TESTO DI PARTENZA:
Il calcio mi è sovranamente indifferente. L'ultima partita che ho visto è stata la finale dei Mondiali del 1982. Le partite mi annoiano a morte. Ma mi interessa il fenomeno economico-politico e ampiamente antropologico che esso rappresenta. Qui troviamo, ritualizzate, tutte le componenti dello spirito maschile (nel mondo del calcio le donne hanno un ruolo inessenziale, del tutto marginale: se venissero espulse dagli stadi e dai bar il meccanismo funzionerebbe perfettamente). Scontro con un gruppo avverso, vittoria o sconfitta, conquista di un bottino, inimicizie e alleanze, ecc. ecc. E anche inganni, cavalli di troia, imprese scellerate. La Guerra per eccellenza, quella di Troia, non è solo eroi che si battono a viso aperto e lealmente, è anche Ulisse che bara. Nel calcio ci sono i Moggi. Si sa che gli sport di squadra non sono altro che una guerra simbolica. I maschi hanno bisogno di battersi, e se non possono farlo fisicamente lo fanno simbolicamente. Ma il simbolo tende sempre a incarnarsi nuovamente ed ecco gli ultrà e le loro guerresche imprese e devastazioni. Non sono "fuori dello spirito del gioco". Ne fanno parte.

 

Tutti gli uomini e le donne maturi hanno i loro fantasmi. Ci sono benevoli fantasmi dei tempi infantili, a volte un po' melanconici, ma più spesso ci sono i fantasmi degli anni della giovinezza, soprattutto quelli d'amore. Alcuni sanno slegarsene, molti ne rimangono prigionieri. La saggezza sta forse nel saper convivere con essi lasciando loro il minimo spazio.

 

Non farsi prendere da una visione idillica della Natura, come se fosse una immensa oasi di bene, dove solo l'uomo malvagio introduce violenza e dolore. Leggere sempre Leopardi, meditare sul suo giardino del male.

 

Le parole più belle sulla melanconia come condizione spirituale le ha scritte Immanuel Kant. Qui la melanconia non è altro che una cifra della saggezza:

«L’uomo di temperamento melanconico si cura poco di ciò che gli altri pensano buono o vero, egli si basa soltanto sul suo criterio di giudizio. Egli osserva con indifferenza il mutare delle mode e con disprezzo il loro cangiante splendore. Ha un alto sentimento della dignità della natura umana; ha stima di se stesso e ritiene ogni uomo una creatura degna di rispetto».

 

Gli italiani, che non leggono molto, sono anche generalmente molto ignoranti in materia di religione (compresi coloro che si professano credenti). La cosa è particolarmente evidente nel caso Codice da Vinci. Si può osservare, peraltro, che una storia analoga a quella narrata da Dan Brown riferita a personaggi islamici oggi non potrebbe circolare. Su questo è urgente una seria riflessione.

 

Sono davvero pochi i giovani interessati alla natura. Ne ho la riprova durante l'intervallo, quando passeggio all'esterno del mio liceo, sulla sponda del canale che rasenta il giardino. Ci sono centinaia di ragazzi intenti a chiacchierare, scherzare e messaggiarsi, e l'unico essere umano che contempla il nido della folaga in mezzo alle alghe, la gallinella d'acqua che passeggia con andatura dinoccolata tra le erbe e i tuffetti che si immergono a caccia di pesciolini, quell'unico essere umano sono io.

RICHIESTA SCRITTA 1:
Aggiorna i record a partire dalla riga che contiene "cabinet door in this photo." e fino alla fine dei record: riscrivi soltanto queste righe, sostituendo "field log" con "survey notes" e lasciando invariato tutto il resto.

RECORD DEI DATI:
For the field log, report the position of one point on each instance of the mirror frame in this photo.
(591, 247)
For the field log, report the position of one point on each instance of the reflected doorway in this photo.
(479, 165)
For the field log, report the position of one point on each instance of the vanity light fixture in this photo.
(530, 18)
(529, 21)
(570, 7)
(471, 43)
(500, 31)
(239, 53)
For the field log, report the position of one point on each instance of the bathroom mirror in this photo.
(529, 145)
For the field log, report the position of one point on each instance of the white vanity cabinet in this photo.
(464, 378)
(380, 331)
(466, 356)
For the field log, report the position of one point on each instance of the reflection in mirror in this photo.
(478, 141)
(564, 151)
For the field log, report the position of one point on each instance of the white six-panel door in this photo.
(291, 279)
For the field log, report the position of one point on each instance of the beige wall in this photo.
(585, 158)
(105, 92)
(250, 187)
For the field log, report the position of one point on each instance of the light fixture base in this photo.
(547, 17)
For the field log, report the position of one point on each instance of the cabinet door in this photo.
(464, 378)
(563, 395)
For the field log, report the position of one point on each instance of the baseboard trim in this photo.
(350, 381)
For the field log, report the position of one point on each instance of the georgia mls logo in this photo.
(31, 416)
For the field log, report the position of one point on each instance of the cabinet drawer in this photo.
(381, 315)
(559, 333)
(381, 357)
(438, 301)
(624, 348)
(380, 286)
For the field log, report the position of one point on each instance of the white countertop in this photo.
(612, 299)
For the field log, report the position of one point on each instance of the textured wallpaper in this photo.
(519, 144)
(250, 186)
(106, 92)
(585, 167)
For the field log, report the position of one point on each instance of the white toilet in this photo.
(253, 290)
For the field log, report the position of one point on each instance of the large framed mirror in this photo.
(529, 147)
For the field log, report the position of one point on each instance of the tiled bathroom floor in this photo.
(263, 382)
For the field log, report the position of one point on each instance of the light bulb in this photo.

RICHIESTA SCRITTA 2:
In base al testo di partenza, indica se ciascuna affermazione è vera (sì o no) e cita le parole del testo che lo stabiliscono: (a) l'ultima partita vista da chi scrive è stata la finale dei Mondiali del 1982; (b) le parole più belle sulla melanconia come condizione spirituale sono attribuite a Leopardi; (c) secondo chi scrive, molti giovani si interessano alla natura.

RISULTATO DELL'ESERCIZIO 1:
For the survey notes, report the position of one point on each instance of the cabinet door in this photo.
(464, 378)
(563, 395)
For the survey notes, report the position of one point on each instance of the baseboard trim in this photo.
(350, 381)
For the survey notes, report the position of one point on each instance of the georgia mls logo in this photo.
(31, 416)
For the survey notes, report the position of one point on each instance of the cabinet drawer in this photo.
(381, 315)
(559, 333)
(381, 357)
(438, 301)
(624, 348)
(380, 286)
For the survey notes, report the position of one point on each instance of the white countertop in this photo.
(612, 299)
For the survey notes, report the position of one point on each instance of the textured wallpaper in this photo.
(519, 144)
(250, 186)
(106, 92)
(585, 167)
For the survey notes, report the position of one point on each instance of the white toilet in this photo.
(253, 290)
For the survey notes, report the position of one point on each instance of the large framed mirror in this photo.
(529, 147)
For the survey notes, report the position of one point on each instance of the tiled bathroom floor in this photo.
(263, 382)
For the survey notes, report the position of one point on each instance of the light bulb in this photo.

RISULTATO DELL'ESERCIZIO 2:
(a) Sì: "L'ultima partita che ho visto è stata la finale dei Mondiali del 1982."
(b) No: "Le parole più belle sulla melanconia come condizione spirituale le ha scritte Immanuel Kant."
(c) No: "Sono davvero pochi i giovani interessati alla natura."